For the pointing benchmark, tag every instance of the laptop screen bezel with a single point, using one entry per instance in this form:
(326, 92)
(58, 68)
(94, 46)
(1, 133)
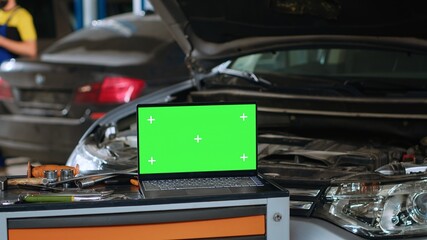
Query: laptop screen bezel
(222, 173)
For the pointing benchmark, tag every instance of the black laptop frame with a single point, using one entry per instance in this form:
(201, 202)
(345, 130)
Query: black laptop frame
(222, 173)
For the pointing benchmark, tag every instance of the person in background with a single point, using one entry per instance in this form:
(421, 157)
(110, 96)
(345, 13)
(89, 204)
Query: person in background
(17, 32)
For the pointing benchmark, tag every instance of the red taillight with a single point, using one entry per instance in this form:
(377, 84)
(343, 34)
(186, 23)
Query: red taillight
(5, 90)
(111, 90)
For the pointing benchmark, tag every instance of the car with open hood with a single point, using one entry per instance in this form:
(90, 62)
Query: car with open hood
(341, 93)
(46, 104)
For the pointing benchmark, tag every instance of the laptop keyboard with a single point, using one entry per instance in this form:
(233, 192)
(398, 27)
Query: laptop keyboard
(195, 183)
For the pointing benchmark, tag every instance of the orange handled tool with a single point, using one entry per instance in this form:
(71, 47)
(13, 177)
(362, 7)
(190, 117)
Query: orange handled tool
(38, 171)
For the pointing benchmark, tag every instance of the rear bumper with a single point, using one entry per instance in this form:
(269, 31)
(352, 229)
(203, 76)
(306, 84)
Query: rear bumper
(44, 139)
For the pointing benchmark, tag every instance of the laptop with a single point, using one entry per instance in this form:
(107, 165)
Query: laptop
(181, 144)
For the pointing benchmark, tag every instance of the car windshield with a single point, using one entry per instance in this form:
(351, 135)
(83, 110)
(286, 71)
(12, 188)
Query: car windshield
(111, 42)
(361, 72)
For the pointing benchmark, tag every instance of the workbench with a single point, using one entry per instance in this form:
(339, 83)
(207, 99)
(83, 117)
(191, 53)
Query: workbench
(241, 216)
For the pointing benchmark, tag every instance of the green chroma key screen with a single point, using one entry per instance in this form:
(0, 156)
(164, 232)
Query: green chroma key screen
(196, 138)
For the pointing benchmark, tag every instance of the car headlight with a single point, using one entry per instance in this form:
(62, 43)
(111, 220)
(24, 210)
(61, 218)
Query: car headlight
(373, 209)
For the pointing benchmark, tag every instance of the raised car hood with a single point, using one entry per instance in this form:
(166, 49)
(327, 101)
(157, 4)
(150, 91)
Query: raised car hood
(219, 29)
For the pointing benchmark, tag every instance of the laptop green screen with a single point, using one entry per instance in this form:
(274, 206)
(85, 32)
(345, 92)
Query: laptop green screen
(196, 138)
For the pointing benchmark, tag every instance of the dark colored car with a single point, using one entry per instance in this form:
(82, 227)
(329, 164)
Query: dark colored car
(341, 93)
(47, 104)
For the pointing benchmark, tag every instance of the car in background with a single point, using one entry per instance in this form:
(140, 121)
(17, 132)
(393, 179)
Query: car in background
(341, 93)
(48, 103)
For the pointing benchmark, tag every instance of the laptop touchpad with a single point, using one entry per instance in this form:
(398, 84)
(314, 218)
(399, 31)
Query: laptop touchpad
(210, 191)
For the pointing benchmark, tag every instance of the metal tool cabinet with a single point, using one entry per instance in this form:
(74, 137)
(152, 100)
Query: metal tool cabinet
(240, 216)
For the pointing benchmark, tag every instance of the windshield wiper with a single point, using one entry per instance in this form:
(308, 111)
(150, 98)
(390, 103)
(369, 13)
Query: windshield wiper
(246, 76)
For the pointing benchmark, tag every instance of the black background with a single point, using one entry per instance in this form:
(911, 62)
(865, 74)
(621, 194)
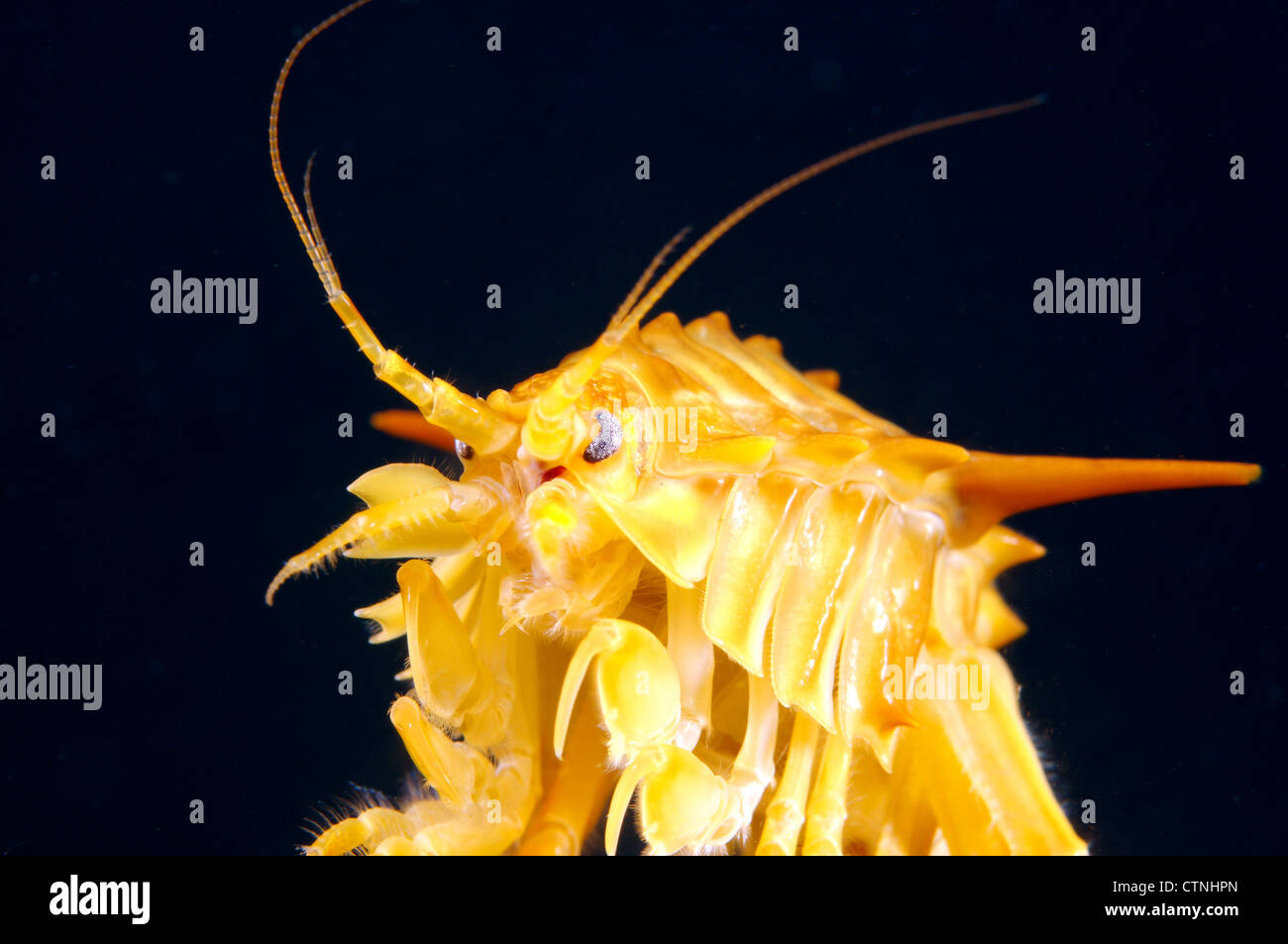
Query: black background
(518, 168)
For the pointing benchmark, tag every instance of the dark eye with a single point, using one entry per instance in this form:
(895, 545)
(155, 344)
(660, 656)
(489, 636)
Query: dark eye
(606, 441)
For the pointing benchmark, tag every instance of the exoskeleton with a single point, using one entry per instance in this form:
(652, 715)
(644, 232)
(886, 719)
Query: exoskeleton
(682, 572)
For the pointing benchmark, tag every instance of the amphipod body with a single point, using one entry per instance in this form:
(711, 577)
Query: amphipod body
(677, 571)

----------

◆ **Requirement**
Reproduce the records from the line containing "the black background" through the end of the records, both ends included, with the request lines and their sample points left unchanged, but add 127 to each coordinate in the answer points. Leave the pictures out of your reproduction.

◆ **The answer**
For the pointing benchmark, tag every instance of the black background with a single point, using one entry per instance in this form:
(911, 62)
(865, 74)
(621, 194)
Query: black background
(645, 295)
For the pointing benchmark, tag every instance of the dark eye with a single point, using one entry per instance in this form:
(895, 545)
(155, 344)
(660, 656)
(489, 636)
Query: dark eye
(733, 568)
For the pointing benchmark, tag every instance of the exoskeleton with a single point, using one entry per instance in this form:
(652, 715)
(644, 232)
(886, 719)
Query: exoskeleton
(809, 699)
For the pointing benchmark, tag every instance of the amphipod body with a single point, using one entry per instance in this form:
(711, 577)
Query: amphipod body
(804, 698)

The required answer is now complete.